>> Start PAGE EXTRACT

DataArrays / DataFrames Chaos Month

437 views
Skip to first unread message

John Myles White

unread,
Nov 13, 2013, 11:33:16 AM11/13/13
to julia...@googlegroups.com
Over the next month, I’m going to clean up the DataArrays and DataFrames codebases to remove un-Julian idioms.

This includes things like:

* Using nrow/ncol instead of size
* Default typing of DataArrays to Float64
* Using row* and col* functions instead of specifying reduction dimensions as a numeric index
* Using cbind/rbind instead of hcat/vcat.

While this happens, I’ll avoid updating METADATA, which should point to stable releases of both packages that use the documented API.

If you’re interested in helping remove the cruft we’ve accumulated, master will track the cleaned up version of those packages. The more un-Julian idioms we can find and purge, the better. I’d like to end 2013 with a version of DataArrays and DataFrame that has an API we’ll stick with for the long term.

— John

Simon Kornblith

unread,
Nov 22, 2013, 12:02:50 AM11/22/13
to julia...@googlegroups.com
This is great. It might be a good idea to deprecate the old functions at first instead of removing them entirely.

Simon

John Myles White

unread,
Nov 22, 2013, 12:26:03 AM11/22/13
to julia...@googlegroups.com
Yeah, I’ve been a little too eager. I’ll try to add deprecations for what I’ve already taken out.

— John
> --
> You received this message because you are subscribed to the Google Groups "julia-stats" group.
> To unsubscribe from this group and stop receiving emails from it, send an email to julia-stats...@googlegroups.com.
> For more options, visit https://groups.google.com/groups/opt_out.

David van Leeuwen

unread,
Dec 4, 2013, 7:51:59 AM12/4/13
to julia...@googlegroups.com
Hello, 

Regarding the remark:


On Wednesday, November 13, 2013 5:33:16 PM UTC+1, John Myles White wrote:
Over the next month, I’m going to clean up the DataArrays and DataFrames codebases to remove un-Julian idioms.

>> End PAGE EXTRACT
>> Start RECORDS SHOWN

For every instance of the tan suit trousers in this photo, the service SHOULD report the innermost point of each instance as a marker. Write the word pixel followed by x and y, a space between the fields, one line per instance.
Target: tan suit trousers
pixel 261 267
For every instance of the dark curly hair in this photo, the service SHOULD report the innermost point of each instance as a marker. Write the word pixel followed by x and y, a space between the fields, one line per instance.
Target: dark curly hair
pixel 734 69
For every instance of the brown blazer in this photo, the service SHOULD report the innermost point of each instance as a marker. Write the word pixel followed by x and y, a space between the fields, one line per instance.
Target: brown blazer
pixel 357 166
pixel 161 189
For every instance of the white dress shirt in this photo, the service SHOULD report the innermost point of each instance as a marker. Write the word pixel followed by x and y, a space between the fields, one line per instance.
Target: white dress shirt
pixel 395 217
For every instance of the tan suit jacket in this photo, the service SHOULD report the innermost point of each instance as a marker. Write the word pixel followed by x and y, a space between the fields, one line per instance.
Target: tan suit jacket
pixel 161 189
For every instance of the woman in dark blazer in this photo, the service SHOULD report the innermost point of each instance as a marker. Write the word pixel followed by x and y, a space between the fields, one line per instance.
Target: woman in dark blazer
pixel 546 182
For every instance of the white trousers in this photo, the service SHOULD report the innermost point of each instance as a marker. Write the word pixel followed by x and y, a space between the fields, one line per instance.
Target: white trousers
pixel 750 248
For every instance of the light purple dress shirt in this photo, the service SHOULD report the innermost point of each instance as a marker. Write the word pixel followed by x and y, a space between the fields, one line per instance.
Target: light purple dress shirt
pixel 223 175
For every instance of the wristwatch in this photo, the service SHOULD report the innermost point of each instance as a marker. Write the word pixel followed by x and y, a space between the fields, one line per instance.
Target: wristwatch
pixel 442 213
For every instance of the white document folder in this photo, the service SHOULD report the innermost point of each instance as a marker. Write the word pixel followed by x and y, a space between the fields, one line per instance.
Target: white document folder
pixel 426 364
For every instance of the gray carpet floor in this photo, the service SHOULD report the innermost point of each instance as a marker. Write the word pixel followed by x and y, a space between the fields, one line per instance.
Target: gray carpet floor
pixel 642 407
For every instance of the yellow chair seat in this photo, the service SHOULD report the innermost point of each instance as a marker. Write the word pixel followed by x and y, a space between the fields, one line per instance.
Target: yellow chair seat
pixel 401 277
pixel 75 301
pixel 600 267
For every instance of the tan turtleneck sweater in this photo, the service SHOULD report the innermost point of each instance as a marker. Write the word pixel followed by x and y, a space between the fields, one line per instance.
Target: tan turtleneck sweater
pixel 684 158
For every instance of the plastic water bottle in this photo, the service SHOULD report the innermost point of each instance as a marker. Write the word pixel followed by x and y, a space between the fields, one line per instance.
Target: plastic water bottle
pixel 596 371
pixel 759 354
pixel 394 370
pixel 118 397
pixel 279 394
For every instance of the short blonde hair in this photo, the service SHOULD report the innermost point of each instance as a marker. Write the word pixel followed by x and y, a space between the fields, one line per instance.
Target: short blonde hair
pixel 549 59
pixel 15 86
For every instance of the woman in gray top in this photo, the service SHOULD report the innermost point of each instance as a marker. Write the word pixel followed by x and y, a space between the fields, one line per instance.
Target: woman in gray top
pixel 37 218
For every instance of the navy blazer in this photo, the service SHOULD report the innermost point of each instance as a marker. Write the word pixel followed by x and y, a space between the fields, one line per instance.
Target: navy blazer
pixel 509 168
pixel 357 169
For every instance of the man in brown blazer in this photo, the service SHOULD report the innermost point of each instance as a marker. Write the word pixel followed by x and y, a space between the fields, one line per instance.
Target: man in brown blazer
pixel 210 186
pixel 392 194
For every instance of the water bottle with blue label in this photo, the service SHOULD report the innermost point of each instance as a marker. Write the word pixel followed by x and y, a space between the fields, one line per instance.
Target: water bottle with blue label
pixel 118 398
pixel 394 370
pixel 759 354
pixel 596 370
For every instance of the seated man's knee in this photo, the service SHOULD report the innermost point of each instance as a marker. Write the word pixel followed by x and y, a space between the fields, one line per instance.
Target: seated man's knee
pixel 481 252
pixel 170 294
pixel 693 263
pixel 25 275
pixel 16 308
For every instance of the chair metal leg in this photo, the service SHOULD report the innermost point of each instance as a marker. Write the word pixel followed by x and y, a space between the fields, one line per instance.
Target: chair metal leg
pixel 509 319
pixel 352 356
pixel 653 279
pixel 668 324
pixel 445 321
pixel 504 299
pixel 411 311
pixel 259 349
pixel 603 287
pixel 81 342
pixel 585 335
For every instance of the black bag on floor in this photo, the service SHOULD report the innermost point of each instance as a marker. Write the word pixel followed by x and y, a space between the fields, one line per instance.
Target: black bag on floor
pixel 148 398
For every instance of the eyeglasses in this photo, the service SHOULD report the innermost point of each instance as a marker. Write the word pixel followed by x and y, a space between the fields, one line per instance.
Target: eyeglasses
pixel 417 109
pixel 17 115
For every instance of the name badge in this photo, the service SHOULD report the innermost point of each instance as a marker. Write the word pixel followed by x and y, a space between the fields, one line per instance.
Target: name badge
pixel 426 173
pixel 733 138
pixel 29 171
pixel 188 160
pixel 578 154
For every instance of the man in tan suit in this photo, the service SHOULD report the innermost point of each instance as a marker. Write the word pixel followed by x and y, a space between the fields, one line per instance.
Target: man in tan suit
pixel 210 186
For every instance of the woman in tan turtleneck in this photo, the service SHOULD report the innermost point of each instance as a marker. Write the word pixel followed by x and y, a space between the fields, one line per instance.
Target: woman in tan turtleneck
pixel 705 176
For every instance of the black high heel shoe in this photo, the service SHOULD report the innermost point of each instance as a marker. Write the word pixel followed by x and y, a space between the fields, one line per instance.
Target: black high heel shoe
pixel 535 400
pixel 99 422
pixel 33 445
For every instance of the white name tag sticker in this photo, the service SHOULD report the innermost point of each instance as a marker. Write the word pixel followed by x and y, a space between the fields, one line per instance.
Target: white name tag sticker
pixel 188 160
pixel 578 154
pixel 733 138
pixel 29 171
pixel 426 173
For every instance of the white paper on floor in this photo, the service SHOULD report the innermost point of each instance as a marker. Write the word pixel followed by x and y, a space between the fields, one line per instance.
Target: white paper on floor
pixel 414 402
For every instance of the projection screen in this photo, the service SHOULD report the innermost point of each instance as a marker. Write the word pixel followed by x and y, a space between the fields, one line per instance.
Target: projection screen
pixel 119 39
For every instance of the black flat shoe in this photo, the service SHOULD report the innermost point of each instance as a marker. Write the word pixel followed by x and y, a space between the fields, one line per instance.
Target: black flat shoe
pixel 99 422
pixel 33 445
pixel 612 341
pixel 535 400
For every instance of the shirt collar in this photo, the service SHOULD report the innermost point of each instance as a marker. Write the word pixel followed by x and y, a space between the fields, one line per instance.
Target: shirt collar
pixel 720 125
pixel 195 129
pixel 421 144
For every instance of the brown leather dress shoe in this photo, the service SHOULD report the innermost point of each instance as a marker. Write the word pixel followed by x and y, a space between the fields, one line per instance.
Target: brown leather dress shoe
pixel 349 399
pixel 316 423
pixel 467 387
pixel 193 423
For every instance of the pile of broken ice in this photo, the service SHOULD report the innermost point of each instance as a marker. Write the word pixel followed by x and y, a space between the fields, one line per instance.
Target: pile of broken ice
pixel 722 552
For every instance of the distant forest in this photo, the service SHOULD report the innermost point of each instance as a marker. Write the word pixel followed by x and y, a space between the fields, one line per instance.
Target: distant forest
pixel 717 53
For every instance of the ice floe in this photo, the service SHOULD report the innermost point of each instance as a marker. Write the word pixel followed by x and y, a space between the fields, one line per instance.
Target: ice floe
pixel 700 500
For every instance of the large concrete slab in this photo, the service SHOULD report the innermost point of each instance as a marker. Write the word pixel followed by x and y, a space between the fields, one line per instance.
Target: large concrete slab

>> End RECORDS SHOWN

> [SHORT TASK]
Can you copy out the whole DataArrays / DataFrames Chaos Month thread above, word for word?

> [COMPLETED EXERCISE]
DataArrays / DataFrames Chaos Month

437 views
Skip to first unread message

John Myles White

unread,
Nov 13, 2013, 11:33:16 AM11/13/13
to julia...@googlegroups.com
Over the next month, I’m going to clean up the DataArrays and DataFrames codebases to remove un-Julian idioms.

This includes things like:

* Using nrow/ncol instead of size
* Default typing of DataArrays to Float64
* Using row* and col* functions instead of specifying reduction dimensions as a numeric index
* Using cbind/rbind instead of hcat/vcat.

While this happens, I’ll avoid updating METADATA, which should point to stable releases of both packages that use the documented API.

If you’re interested in helping remove the cruft we’ve accumulated, master will track the cleaned up version of those packages. The more un-Julian idioms we can find and purge, the better. I’d like to end 2013 with a version of DataArrays and DataFrame that has an API we’ll stick with for the long term.

— John

Simon Kornblith

unread,
Nov 22, 2013, 12:02:50 AM11/22/13
to julia...@googlegroups.com
This is great. It might be a good idea to deprecate the old functions at first instead of removing them entirely.

Simon

John Myles White

unread,
Nov 22, 2013, 12:26:03 AM11/22/13
to julia...@googlegroups.com
Yeah, I’ve been a little too eager. I’ll try to add deprecations for what I’ve already taken out.

— John
> --
> You received this message because you are subscribed to the Google Groups "julia-stats" group.
> To unsubscribe from this group and stop receiving emails from it, send an email to julia-stats...@googlegroups.com.
> For more options, visit https://groups.google.com/groups/opt_out.

David van Leeuwen

unread,
Dec 4, 2013, 7:51:59 AM12/4/13
to julia...@googlegroups.com
Hello, 

Regarding the remark:


On Wednesday, November 13, 2013 5:33:16 PM UTC+1, John Myles White wrote:
Over the next month, I’m going to clean up the DataArrays and DataFrames codebases to remove un-Julian idioms.